● Provided data
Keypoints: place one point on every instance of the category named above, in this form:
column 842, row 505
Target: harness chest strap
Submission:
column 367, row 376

● Exercise instructions
Quote exactly and only the lines from the one holding "column 842, row 505" through the end of the data.

● Written solution
column 842, row 505
Target: harness chest strap
Submission:
column 367, row 376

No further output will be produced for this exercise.